▶ WRITTEN PROBLEM:
Here is a listing, set out below; repeat its lines from the one with "For the evaluation set, tag every instance of the sleigh in" to the last, both included, and leave out the pictures.

>> START DATASET ROWS

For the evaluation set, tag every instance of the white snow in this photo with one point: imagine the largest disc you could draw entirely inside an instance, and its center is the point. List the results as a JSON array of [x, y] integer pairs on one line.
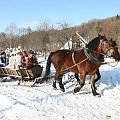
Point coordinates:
[[44, 103]]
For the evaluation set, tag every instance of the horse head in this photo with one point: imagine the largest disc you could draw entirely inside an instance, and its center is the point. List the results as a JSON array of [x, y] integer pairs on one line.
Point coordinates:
[[107, 47], [116, 54]]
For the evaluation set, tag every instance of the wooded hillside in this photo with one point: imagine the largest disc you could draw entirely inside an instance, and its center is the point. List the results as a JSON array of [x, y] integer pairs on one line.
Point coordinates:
[[47, 38]]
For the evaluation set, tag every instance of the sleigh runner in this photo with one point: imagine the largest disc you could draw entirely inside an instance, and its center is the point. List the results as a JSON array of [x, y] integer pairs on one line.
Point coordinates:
[[27, 77]]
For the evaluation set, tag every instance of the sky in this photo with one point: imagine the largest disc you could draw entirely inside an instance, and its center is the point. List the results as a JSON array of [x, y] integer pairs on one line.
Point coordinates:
[[32, 13]]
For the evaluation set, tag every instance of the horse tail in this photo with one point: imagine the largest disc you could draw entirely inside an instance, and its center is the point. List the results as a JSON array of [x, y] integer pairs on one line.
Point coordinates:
[[48, 65]]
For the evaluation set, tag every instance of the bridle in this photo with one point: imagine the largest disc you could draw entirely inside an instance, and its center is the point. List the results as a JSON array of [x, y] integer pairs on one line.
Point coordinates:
[[99, 50]]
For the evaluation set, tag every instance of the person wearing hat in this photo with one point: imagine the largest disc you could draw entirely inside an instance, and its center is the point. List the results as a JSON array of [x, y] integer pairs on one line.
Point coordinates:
[[3, 59], [31, 60]]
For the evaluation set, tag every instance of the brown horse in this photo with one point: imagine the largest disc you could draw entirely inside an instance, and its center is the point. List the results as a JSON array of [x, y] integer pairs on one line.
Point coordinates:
[[85, 62], [116, 56]]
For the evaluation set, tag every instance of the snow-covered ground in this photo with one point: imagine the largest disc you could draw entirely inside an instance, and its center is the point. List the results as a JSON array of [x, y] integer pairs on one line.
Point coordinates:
[[44, 103]]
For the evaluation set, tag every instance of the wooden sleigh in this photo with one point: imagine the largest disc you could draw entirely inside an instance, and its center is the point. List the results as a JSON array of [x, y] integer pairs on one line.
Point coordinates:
[[27, 77]]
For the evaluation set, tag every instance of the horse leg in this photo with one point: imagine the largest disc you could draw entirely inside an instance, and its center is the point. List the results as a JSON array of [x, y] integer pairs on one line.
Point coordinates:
[[93, 85], [98, 77], [81, 83], [58, 77], [54, 84], [61, 84]]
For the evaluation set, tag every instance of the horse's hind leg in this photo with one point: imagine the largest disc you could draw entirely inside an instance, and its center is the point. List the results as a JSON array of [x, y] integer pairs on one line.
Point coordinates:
[[93, 85], [81, 83]]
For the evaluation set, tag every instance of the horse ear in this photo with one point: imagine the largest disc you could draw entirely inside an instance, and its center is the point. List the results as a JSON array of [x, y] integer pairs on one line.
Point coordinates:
[[111, 40]]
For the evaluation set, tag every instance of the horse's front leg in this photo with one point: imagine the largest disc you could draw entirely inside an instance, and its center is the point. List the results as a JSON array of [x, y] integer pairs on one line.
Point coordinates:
[[61, 84], [98, 78], [58, 78], [93, 80], [81, 83]]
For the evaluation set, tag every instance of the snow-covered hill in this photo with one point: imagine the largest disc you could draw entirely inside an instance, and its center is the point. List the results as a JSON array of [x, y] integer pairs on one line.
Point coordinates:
[[44, 103]]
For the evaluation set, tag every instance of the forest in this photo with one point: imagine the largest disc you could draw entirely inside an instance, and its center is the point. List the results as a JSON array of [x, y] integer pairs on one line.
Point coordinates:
[[47, 38]]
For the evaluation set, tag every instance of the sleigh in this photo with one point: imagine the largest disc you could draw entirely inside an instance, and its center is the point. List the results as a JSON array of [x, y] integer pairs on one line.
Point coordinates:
[[26, 77]]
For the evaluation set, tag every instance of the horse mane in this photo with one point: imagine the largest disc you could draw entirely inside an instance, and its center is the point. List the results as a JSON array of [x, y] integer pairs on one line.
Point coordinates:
[[93, 44]]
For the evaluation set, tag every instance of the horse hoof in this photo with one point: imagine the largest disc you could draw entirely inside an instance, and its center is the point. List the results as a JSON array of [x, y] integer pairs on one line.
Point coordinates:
[[63, 90], [77, 89], [97, 95], [54, 88]]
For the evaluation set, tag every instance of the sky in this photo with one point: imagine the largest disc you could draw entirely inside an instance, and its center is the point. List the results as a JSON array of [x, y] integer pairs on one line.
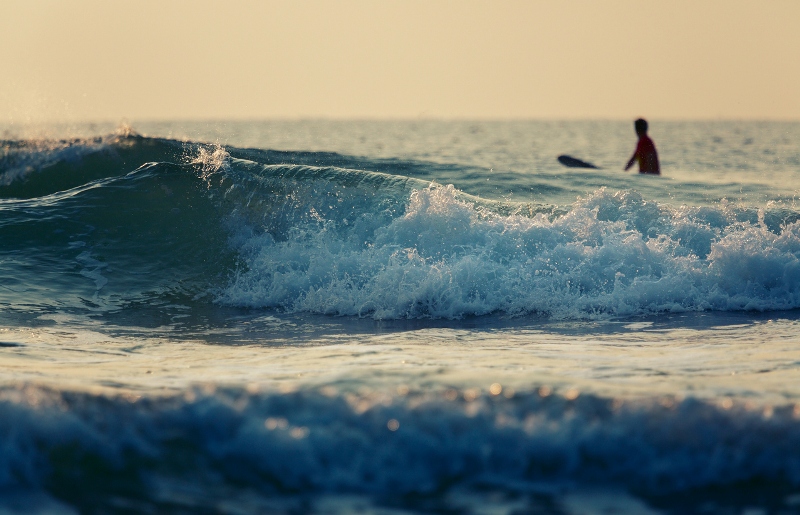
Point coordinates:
[[87, 60]]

>> END DATASET ROWS

▶ EXERCISE SOLUTION:
For the evaluation set, tag every instance of the sleigh in this photo with one point: imagine the largest disc you could draw entirely inside an instance, and its center is the point. List the results as a JSON array of [x, y] integer pairs on one line.
Point coordinates:
[[26, 77]]
For the evaluation set, tag every instance of the horse mane in this photo with one point: imagine the largest disc you could draw entirely inside an instance, and its center is the point. List the results as a JSON array of [x, y] integer pairs on one line.
Point coordinates:
[[93, 44]]
For the evaluation set, tag every instance of the horse hoof in this photo with one point: imagine the largest disc you could draw entirely inside an instance, and its center is the point. List the results as a JSON array of [x, y] integer pairs on one line.
Point coordinates:
[[63, 90], [77, 89], [97, 95], [54, 88]]
For the evaluation set, tag every instance of the sky in this photo with one point: imagine the largest disc you could draw entirely inside an instance, and its center is the point. List the results as a JSON array of [x, y] integer pairs on one line.
Point coordinates:
[[87, 60]]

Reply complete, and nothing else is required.